### [Problem to solve]
Copy every entry word for word. Skip the pictures.

─── Dataset content ───

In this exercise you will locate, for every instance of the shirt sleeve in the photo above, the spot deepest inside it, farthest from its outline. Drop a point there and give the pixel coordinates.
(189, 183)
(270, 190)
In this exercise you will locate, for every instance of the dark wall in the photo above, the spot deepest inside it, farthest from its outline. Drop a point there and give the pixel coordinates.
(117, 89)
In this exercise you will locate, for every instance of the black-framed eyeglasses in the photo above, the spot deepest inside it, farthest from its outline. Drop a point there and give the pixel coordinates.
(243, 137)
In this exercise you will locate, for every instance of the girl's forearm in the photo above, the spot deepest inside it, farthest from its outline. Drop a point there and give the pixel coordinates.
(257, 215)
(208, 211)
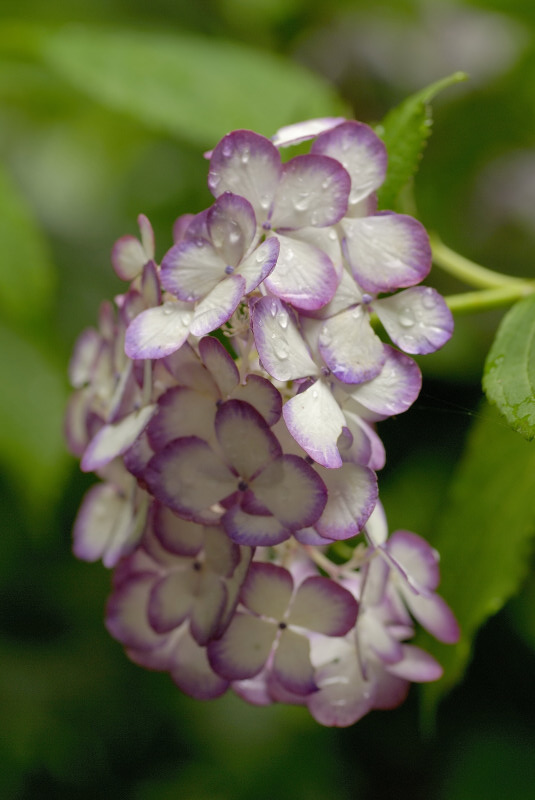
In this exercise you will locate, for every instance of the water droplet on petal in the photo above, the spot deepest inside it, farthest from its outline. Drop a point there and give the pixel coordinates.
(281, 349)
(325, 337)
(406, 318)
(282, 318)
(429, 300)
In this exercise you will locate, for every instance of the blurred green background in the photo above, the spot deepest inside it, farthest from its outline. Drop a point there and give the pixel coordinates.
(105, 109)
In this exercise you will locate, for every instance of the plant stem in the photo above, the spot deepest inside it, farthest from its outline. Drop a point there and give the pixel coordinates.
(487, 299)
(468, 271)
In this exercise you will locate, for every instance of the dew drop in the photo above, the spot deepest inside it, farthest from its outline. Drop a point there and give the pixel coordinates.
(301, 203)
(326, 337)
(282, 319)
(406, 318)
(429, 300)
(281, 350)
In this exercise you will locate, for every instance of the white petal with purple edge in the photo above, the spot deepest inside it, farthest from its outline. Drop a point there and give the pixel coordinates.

───

### [Task result]
In this exercise you will locate, for every instance of the shirt sleeve in the photo above, the spot deepest inside it, farthest from its outline. Drop a point there and give the pixel coordinates.
(189, 183)
(270, 190)
In this exercise you will locate, for every instance of the dark wall in the photo above, the spot deepest inside it, farthest from its outline. Drop a point there and give the pixel coordinates.
(117, 89)
In this exercise you will locate, for every instance of the black-framed eyeglasses in the photo above, the spot deepest inside it, farthest from its outline. Drop a point there and give the pixel coordinates.
(243, 137)
In this exercise you will locate, for every instance of the girl's forearm in the photo above, the spot deepest inside it, farthest from its outline. Drop a point there and give the pixel coordinates.
(257, 215)
(208, 211)
In this exercise you will locate, for every instance of the water droplet on petal in the photo above, the spot deepest inside it, farthest from its outline. Drop a point there and give the pixel coordinates.
(281, 349)
(325, 337)
(406, 318)
(282, 318)
(429, 300)
In this exercise you will locate, for every instance of the blurred green background in the photo above, the spot deepest inside it, farthest from its outline. Drop a point there and give the pixel coordinates.
(105, 109)
In this exercise you will locate, for every instance of the plant stem in the photo above, the spot deepest inside it, farthest from its outline. Drop a point there and give the pixel coordinates.
(487, 299)
(468, 271)
In this exercise you will locate, for every instance of the dew drop in the photo above, the spot deepest inside it, farthest from its outline. Drop a point there and give the pixel coordinates.
(301, 203)
(326, 337)
(282, 319)
(406, 318)
(429, 300)
(281, 350)
In this exercise you will locate, for every instance of the white petal with purple edge in the photo above, the spot deepest inside it, farthest from its outline. Drop a point there and give the pixel coordinates.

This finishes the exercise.